Nothing but the lines from the first line of the records below to the line holding "Note to the class: find each instance of the sandy" belongs in the answer, copied exactly and without pictures.

━━━━━━━━━━━━━━━━

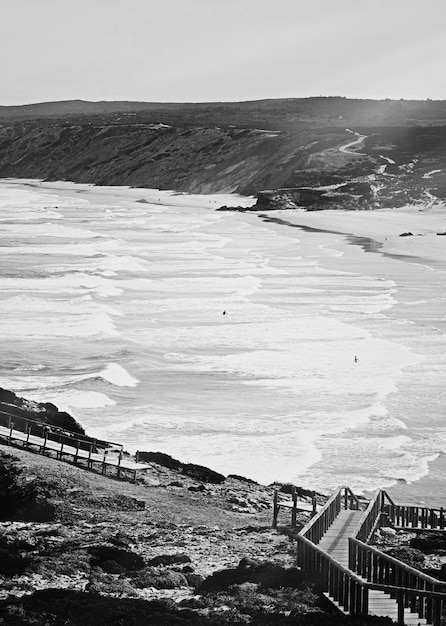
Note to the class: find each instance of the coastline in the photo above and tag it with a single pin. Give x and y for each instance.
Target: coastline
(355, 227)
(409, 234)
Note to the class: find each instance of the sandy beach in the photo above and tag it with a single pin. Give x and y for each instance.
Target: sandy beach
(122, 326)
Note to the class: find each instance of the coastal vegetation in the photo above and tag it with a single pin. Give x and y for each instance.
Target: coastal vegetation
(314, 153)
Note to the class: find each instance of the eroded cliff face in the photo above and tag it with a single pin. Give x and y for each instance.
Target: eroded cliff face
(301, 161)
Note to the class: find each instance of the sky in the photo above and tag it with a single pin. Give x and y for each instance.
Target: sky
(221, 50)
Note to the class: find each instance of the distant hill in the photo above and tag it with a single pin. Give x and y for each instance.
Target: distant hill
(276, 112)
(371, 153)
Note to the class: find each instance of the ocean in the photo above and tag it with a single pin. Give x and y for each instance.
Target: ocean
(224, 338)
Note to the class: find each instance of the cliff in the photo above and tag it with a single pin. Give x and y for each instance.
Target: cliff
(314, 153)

━━━━━━━━━━━━━━━━

**Output below**
Note to the class: find each instance of the coastline in the photo above and tag it with a single pin. Give x and y for each instance.
Target: coastline
(355, 227)
(409, 234)
Note to the class: find each instance of the sandy beach in the photo above and tag it with a single pin. Give x and y for each instance.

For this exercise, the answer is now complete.